### Consigne 1
D'après la critique de film, quels métiers exercent les deux frères ?
### Consigne 2
Prolongez la critique de film en reprenant juste après sa dernière phrase.

### Texte à lire
━━━━━━

Réalisateur : Hur Jin-Ho – 1 h 32

Terrifiant et efficace. Deux frères (un chirurgien, un avocat) en opposition de phase, nantis d’épouses à couteaux tirés, d’une mère à la sénilité imbuvable et de deux ados infects, irrécupérables, à la bêtise amorale, perverse et dangereuse. Le cadre n’est déjà pas joyeux mais, quand le lynchage d’un SDF s’en mêle, on se dirige vers du très noir. Impeccablement maîtrisé et glaçant. Avec une question : l’ignominie des enfants conduit-elle la parentalité à devoir choisir entre l’aveuglement et la surenchère ? Irracontable mais recommandé.

━━━━━━

Entrées tirées d'une collection:

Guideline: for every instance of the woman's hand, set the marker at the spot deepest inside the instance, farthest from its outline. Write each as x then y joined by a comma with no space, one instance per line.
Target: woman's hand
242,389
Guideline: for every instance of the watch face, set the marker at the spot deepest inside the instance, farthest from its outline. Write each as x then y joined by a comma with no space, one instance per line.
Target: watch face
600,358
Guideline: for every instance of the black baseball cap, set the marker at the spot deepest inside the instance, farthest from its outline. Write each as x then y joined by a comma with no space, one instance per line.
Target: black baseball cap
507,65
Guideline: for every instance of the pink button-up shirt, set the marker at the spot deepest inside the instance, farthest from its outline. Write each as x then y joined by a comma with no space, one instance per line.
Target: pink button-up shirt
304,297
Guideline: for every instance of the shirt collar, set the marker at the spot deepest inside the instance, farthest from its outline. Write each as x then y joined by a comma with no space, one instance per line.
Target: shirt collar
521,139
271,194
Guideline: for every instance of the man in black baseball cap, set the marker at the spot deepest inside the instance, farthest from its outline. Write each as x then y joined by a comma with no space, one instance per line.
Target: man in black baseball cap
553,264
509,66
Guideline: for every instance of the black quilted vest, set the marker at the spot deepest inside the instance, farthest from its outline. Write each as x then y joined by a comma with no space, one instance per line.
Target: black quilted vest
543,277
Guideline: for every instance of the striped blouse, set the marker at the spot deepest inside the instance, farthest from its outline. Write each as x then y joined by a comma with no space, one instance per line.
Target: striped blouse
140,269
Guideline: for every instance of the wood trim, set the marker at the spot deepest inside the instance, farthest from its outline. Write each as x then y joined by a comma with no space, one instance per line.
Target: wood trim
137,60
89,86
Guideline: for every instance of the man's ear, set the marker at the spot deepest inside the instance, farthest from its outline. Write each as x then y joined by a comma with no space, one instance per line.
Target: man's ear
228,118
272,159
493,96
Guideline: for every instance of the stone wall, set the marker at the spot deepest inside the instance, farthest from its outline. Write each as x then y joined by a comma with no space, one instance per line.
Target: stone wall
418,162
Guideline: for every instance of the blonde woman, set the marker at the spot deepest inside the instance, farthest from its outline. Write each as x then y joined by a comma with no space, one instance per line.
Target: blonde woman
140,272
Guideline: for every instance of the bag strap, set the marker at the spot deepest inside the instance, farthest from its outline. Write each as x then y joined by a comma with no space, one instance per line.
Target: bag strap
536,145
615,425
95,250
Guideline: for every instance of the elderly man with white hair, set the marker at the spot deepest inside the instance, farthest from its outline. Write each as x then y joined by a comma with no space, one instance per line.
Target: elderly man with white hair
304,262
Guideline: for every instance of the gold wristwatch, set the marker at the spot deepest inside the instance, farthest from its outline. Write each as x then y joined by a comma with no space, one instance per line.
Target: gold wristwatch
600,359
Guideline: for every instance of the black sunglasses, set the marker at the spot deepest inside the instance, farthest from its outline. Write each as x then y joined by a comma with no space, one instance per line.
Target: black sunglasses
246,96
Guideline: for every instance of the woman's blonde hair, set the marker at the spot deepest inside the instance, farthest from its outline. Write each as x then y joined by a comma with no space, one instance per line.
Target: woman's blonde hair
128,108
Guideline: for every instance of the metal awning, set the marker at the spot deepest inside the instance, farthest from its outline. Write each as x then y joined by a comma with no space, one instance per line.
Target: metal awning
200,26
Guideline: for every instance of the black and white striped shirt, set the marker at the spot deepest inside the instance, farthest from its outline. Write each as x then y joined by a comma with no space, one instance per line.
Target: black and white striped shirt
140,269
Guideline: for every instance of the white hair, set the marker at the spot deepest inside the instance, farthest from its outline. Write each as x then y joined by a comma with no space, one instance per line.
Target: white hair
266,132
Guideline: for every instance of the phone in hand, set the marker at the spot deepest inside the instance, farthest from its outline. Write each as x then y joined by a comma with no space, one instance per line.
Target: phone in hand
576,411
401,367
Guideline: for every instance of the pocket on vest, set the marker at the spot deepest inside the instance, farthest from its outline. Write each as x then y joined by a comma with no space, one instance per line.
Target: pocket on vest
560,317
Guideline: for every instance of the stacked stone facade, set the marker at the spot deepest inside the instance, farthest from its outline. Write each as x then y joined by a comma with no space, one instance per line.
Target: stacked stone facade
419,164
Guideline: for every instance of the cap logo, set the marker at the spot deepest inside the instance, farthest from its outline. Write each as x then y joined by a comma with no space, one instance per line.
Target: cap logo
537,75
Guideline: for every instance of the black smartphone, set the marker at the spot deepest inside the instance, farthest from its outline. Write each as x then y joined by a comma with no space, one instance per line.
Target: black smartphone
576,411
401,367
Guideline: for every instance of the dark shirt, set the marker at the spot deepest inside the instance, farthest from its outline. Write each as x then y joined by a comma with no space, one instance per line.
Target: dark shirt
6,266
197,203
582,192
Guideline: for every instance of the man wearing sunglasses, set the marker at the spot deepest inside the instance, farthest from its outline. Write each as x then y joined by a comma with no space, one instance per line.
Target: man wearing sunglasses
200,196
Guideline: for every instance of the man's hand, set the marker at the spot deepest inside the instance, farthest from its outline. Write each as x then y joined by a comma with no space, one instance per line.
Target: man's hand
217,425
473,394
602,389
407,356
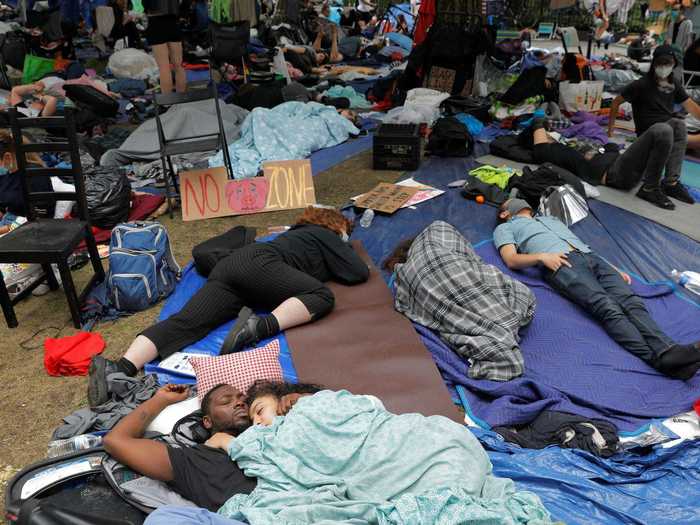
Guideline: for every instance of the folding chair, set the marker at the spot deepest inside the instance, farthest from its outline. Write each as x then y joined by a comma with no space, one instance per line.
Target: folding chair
194,144
48,241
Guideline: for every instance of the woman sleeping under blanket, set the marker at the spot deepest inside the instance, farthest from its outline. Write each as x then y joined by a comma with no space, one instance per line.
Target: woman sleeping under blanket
337,457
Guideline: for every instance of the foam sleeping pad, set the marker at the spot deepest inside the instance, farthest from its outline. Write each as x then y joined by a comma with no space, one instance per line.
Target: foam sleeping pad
367,347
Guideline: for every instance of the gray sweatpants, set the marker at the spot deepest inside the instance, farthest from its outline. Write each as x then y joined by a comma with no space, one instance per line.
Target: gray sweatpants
660,147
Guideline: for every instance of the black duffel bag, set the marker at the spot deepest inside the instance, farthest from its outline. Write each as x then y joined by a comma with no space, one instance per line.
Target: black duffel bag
108,195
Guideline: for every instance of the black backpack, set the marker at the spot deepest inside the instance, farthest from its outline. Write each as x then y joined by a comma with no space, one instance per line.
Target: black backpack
450,138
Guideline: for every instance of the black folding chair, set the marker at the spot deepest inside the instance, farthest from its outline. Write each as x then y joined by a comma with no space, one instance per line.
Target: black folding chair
186,145
48,241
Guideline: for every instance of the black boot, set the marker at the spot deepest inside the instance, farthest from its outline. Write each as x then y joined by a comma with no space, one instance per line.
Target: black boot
100,368
244,333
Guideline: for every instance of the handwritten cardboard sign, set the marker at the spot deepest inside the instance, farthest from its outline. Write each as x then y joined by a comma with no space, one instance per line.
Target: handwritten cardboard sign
385,197
209,193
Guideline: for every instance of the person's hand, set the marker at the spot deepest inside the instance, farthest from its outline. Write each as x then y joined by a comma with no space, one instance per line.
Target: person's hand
286,403
554,261
172,394
219,440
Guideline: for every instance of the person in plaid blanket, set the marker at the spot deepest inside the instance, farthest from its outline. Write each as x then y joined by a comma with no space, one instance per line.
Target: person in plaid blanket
441,283
571,268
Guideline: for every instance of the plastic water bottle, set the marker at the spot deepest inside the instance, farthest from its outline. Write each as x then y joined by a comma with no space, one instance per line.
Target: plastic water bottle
61,447
367,218
688,280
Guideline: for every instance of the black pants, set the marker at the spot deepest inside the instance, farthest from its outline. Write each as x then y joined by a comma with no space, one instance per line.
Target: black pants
597,287
255,276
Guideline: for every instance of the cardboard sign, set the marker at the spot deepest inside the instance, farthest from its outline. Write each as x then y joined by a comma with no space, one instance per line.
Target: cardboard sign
287,185
386,197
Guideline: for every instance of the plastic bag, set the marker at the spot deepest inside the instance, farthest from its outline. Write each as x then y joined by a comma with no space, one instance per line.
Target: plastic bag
108,195
133,63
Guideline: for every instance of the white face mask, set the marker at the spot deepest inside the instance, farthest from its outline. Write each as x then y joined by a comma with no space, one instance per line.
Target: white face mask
663,71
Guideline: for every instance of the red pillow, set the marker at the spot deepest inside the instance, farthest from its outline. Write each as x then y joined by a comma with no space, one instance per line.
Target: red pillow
240,369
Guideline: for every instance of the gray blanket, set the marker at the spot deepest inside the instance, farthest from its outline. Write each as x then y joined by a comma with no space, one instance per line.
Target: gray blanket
181,121
126,393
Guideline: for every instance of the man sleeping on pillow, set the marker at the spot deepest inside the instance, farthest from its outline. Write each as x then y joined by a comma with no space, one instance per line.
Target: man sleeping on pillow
342,458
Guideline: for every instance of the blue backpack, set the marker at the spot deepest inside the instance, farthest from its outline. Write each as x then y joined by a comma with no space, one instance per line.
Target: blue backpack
142,269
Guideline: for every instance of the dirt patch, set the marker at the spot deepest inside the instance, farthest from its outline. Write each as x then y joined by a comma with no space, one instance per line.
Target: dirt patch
33,403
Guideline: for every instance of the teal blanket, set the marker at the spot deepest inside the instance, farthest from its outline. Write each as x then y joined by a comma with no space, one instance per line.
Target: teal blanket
290,131
341,458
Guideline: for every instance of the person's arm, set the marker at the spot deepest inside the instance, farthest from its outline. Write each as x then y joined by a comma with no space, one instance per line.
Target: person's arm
614,108
692,107
125,441
518,261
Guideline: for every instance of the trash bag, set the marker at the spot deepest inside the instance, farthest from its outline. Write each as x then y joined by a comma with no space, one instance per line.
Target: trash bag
108,195
133,63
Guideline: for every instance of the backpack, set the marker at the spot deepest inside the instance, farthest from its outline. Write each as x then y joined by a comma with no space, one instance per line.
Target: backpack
564,203
575,68
450,138
142,269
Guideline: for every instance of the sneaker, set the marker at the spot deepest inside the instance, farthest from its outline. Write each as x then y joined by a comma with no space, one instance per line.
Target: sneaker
242,334
98,391
679,192
656,197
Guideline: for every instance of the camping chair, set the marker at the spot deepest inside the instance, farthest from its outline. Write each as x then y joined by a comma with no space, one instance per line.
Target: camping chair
545,30
194,144
48,241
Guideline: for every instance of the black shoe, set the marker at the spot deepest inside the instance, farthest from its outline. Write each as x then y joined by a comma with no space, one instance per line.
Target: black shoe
100,368
679,192
656,197
243,333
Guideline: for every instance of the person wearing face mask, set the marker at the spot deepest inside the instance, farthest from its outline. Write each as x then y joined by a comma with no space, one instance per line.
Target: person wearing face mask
658,127
285,275
571,268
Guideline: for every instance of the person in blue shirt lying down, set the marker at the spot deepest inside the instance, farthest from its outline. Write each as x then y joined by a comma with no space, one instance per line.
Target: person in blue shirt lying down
576,272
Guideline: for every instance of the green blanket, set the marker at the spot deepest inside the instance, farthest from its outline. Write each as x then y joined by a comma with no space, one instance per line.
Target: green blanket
341,458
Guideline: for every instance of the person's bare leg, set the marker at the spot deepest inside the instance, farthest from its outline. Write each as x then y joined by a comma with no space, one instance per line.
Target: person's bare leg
291,312
175,51
160,53
141,351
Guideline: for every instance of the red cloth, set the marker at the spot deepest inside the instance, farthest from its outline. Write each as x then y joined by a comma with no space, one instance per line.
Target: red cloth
426,17
70,356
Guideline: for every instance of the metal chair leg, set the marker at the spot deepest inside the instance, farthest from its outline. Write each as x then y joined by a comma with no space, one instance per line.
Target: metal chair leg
6,303
50,276
71,295
94,256
167,187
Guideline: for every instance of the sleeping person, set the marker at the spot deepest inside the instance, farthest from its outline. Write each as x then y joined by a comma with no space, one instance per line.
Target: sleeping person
442,284
285,275
336,457
576,272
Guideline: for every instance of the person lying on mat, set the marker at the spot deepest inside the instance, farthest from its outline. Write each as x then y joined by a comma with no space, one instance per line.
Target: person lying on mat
658,125
201,474
576,272
285,275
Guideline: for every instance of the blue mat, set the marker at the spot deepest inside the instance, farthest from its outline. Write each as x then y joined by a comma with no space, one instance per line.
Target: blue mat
572,365
579,488
189,284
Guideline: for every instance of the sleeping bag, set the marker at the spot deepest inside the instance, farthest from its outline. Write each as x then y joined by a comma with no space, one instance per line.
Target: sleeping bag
108,195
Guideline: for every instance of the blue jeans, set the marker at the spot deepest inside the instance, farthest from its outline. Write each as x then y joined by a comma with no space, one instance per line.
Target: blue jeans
170,515
598,288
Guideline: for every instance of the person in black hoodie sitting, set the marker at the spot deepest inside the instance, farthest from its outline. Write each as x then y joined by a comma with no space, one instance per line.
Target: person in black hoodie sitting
285,275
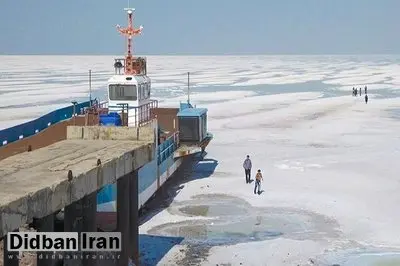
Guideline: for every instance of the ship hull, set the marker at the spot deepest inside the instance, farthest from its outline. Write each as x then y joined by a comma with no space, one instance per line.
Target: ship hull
151,177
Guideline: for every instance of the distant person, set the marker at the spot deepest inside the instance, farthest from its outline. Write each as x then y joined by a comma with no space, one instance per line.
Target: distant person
257,186
247,168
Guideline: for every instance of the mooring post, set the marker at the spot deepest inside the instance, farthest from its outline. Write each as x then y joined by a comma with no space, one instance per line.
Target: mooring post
123,218
89,223
9,258
73,223
46,224
134,215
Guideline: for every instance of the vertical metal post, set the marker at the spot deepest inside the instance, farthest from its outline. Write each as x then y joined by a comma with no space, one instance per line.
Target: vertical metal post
74,111
188,88
134,216
9,258
90,87
123,218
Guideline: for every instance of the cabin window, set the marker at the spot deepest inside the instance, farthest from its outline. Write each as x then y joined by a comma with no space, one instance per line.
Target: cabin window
146,90
189,129
143,86
121,92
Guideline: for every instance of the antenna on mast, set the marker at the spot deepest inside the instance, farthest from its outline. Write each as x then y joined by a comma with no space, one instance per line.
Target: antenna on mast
188,88
130,31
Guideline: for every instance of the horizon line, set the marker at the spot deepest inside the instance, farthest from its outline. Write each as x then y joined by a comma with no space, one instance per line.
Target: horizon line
203,55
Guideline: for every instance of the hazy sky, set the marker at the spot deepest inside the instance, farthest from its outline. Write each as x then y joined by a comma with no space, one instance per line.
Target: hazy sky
202,27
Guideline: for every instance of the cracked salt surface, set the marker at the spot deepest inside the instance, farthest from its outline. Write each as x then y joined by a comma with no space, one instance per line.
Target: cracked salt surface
231,220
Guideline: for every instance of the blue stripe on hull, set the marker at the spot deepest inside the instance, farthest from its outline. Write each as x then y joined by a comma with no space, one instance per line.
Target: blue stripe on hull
147,177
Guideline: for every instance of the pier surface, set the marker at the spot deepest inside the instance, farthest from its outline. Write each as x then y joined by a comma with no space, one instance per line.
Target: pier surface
38,183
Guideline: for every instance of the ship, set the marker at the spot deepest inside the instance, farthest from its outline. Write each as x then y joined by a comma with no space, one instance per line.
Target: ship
181,133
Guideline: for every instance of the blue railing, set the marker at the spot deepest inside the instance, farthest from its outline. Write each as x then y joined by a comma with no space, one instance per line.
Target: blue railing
30,128
167,148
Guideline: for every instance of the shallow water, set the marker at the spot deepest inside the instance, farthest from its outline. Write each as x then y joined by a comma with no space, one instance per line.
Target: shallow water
232,220
367,259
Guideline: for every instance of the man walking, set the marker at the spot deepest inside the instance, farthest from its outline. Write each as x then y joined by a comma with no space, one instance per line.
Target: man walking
247,168
257,185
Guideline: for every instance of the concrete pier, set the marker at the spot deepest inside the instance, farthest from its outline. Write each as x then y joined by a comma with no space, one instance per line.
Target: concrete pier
68,174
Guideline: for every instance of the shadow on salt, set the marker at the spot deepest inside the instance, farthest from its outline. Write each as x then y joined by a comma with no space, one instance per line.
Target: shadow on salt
227,220
367,259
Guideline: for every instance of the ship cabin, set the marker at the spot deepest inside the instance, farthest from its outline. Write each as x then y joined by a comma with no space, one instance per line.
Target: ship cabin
192,124
131,92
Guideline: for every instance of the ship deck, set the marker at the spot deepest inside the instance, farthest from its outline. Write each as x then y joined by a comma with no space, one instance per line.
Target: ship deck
36,183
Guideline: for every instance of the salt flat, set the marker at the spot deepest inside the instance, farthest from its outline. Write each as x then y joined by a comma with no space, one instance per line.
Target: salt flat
329,160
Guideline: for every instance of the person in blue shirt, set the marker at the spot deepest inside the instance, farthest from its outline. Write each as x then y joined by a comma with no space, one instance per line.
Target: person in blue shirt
247,168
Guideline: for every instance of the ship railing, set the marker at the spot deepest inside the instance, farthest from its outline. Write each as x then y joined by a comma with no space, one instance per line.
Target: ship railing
35,126
142,113
168,147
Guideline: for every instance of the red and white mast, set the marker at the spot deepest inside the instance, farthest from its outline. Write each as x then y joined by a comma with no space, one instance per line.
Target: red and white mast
129,32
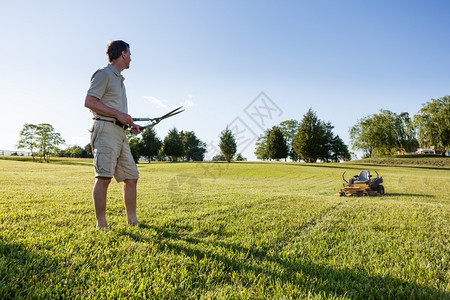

━━━━━━

### Réponse 1
L'un est chirurgien, l'autre avocat.

### Réponse 2
Aux jours qui viennent

Aux jours qui viennent

Réalisatrice : Nathalie Najem – 1 h 40

Un bon et même un très bon film, judicieux, équilibré, au scénario clair, nettement dessiné, dans lequel les acteurs, excellents et bien dirigés, jouent avec mesure et subtilité une partition qui sait aborder le potentiellement paroxystique sans aucun sensation-nalisme. Un homme toxique et paumé, sa gamine, sa mère, son ex-épouse, sa compagne du moment, la drogue, les dérapages… Beaucoup de thèmes et tous bien traités à travers des scènes et des péripéties qui attachent. Belle réflexion, belle qualité ! 

Trilogie d’Oslo

La Trilogie d'Oslo

Réalisateur : Dag Johan Haugerud
Rêves (1 h 50) – Amour (1 h 59) – Désir (1 h 58)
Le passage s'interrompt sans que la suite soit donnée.